Dataset entries
[Start of section]
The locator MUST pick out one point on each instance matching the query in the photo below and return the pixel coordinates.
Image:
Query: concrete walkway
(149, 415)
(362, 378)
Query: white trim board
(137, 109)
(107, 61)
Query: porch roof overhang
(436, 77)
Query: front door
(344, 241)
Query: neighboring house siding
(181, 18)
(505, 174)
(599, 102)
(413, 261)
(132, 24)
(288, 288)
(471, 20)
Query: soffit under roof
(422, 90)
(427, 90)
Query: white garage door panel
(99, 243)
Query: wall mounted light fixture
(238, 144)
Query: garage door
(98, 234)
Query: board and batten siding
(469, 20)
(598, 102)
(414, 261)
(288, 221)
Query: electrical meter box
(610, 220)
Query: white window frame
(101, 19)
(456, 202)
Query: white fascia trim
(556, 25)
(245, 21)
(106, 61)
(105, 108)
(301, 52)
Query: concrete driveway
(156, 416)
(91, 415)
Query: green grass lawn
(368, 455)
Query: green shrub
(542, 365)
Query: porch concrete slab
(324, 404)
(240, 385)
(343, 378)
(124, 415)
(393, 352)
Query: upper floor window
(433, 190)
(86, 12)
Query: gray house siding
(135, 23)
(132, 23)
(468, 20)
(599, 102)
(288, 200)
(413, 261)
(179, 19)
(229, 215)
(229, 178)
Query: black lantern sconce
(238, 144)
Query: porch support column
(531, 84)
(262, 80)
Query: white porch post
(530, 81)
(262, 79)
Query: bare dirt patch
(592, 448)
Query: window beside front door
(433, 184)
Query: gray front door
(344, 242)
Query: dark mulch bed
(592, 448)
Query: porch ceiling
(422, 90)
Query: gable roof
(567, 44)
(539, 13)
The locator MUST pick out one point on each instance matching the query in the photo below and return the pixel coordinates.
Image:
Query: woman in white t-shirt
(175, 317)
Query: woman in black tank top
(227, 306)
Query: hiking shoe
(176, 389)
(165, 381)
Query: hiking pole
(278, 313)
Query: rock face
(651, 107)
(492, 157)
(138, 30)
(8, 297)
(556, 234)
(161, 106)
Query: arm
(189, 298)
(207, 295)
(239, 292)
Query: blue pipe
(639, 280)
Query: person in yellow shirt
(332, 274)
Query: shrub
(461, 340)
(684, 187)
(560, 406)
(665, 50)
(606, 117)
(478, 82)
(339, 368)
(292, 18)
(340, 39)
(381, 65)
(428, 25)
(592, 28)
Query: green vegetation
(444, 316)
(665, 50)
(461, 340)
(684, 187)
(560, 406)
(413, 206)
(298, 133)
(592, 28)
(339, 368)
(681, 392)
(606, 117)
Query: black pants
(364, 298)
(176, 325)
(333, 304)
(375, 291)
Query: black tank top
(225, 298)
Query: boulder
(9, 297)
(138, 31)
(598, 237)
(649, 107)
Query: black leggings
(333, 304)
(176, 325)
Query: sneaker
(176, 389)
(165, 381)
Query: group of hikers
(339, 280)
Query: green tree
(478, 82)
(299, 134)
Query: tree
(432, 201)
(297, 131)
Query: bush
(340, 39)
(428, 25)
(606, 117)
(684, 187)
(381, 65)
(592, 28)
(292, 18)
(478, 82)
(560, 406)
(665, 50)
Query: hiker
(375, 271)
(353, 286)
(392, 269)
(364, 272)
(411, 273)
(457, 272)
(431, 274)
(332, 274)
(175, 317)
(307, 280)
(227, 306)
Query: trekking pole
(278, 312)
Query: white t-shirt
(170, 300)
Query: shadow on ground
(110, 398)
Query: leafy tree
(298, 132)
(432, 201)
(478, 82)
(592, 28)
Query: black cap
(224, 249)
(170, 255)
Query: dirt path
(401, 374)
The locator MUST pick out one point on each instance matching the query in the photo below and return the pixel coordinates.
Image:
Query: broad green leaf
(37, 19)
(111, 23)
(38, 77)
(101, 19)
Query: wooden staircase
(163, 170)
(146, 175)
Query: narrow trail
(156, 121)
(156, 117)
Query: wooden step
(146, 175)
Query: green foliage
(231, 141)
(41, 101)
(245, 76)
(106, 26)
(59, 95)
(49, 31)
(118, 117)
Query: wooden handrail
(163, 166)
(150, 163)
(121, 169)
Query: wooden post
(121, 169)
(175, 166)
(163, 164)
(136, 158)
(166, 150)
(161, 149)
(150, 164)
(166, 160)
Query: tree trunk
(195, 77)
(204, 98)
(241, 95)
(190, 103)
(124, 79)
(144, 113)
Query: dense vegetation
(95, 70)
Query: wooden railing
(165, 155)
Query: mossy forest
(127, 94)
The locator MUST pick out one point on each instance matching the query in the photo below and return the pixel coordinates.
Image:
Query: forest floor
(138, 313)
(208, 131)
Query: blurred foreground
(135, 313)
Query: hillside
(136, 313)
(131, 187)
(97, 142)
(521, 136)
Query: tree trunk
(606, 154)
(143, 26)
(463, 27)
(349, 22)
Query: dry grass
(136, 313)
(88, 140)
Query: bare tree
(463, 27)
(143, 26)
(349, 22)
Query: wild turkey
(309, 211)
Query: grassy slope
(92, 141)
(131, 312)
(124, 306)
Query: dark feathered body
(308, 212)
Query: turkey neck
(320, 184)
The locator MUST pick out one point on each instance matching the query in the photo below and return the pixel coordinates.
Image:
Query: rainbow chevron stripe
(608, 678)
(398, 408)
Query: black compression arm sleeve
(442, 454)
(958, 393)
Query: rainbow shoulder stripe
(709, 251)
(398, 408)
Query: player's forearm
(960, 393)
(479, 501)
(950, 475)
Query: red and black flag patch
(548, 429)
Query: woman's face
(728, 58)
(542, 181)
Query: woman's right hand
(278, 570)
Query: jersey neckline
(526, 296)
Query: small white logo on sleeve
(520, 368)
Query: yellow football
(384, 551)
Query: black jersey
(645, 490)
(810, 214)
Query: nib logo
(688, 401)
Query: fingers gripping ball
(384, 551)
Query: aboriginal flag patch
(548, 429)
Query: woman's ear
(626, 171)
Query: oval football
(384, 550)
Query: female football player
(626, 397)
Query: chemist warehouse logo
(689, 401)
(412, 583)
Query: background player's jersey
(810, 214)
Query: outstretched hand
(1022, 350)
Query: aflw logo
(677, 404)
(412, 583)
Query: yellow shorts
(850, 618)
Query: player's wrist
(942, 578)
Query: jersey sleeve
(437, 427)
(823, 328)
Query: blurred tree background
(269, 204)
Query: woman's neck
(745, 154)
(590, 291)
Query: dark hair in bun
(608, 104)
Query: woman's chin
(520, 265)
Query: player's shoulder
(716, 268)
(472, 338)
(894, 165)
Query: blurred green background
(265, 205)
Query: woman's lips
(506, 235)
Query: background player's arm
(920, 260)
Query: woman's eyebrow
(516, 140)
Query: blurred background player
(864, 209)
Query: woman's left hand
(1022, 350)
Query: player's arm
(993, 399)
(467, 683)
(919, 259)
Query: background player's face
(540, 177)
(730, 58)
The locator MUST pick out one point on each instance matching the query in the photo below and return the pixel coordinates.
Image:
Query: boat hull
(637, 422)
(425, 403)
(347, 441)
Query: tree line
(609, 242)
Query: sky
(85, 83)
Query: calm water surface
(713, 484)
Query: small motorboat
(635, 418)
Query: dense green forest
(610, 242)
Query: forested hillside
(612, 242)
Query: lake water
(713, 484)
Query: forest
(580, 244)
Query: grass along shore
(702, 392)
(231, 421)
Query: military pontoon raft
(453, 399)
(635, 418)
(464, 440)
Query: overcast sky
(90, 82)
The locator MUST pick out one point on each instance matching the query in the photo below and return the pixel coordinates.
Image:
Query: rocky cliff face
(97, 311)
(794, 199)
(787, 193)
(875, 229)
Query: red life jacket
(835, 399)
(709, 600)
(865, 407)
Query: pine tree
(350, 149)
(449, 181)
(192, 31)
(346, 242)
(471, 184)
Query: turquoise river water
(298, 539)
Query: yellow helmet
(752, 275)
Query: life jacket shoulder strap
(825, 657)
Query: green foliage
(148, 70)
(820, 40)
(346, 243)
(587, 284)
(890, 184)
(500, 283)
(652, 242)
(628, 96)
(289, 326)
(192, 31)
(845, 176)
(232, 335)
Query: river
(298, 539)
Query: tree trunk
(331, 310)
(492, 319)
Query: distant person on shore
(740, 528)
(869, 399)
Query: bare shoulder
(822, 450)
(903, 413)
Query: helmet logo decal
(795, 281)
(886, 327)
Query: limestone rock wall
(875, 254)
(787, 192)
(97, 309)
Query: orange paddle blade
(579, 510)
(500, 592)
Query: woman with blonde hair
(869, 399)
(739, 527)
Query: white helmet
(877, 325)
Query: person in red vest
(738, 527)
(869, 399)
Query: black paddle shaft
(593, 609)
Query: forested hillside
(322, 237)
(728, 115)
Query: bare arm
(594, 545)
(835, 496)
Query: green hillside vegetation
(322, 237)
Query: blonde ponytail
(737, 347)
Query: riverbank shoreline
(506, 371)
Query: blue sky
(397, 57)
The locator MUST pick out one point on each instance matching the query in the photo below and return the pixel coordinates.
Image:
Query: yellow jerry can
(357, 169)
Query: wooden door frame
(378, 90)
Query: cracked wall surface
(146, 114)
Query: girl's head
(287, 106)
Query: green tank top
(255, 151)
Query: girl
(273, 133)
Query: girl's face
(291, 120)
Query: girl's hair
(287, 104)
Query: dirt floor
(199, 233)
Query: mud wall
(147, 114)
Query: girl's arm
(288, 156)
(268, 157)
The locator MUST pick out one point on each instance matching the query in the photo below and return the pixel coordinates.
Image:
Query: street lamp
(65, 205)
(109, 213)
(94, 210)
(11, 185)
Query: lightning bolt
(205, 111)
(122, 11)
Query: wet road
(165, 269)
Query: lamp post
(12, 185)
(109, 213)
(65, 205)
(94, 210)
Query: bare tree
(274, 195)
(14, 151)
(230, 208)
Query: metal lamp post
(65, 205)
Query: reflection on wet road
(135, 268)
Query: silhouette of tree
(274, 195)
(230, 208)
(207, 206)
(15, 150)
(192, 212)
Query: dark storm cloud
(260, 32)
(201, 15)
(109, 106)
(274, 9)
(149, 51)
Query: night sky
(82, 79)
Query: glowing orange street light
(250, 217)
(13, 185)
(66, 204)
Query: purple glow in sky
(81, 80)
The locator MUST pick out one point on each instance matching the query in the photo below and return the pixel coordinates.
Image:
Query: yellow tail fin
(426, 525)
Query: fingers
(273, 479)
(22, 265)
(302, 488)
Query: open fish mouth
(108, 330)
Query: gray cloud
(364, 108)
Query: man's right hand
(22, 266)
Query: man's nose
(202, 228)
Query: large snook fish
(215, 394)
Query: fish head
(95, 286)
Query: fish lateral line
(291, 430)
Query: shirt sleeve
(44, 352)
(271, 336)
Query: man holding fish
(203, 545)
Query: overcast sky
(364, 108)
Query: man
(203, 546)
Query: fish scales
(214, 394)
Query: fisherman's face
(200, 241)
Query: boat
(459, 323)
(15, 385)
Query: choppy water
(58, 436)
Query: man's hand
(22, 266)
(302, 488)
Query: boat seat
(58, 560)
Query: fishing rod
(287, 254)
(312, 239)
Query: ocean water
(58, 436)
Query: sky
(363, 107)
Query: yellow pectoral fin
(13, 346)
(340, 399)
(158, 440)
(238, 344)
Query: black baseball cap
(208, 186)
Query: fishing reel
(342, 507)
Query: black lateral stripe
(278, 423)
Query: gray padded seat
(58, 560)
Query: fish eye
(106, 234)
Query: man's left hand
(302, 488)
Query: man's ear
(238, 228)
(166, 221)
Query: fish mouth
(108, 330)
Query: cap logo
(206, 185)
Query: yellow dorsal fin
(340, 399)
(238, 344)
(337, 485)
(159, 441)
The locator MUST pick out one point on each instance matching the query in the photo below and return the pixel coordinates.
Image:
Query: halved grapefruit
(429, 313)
[End of section]
_About this exercise:_ Repeat exactly the lines starting at the line with "Query: fish eye" and ending with the final line of the entries. Include nothing else.

_Result of this task:_
Query: fish eye
(106, 234)
Query: man's left hand
(302, 488)
Query: man's ear
(238, 228)
(166, 221)
Query: fish mouth
(108, 330)
Query: cap logo
(206, 185)
Query: yellow dorsal fin
(340, 399)
(238, 344)
(337, 485)
(159, 441)
The locator MUST pick out one point on each instance matching the query in the photo below and return the pixel coordinates.
Image:
Query: halved grapefruit
(429, 313)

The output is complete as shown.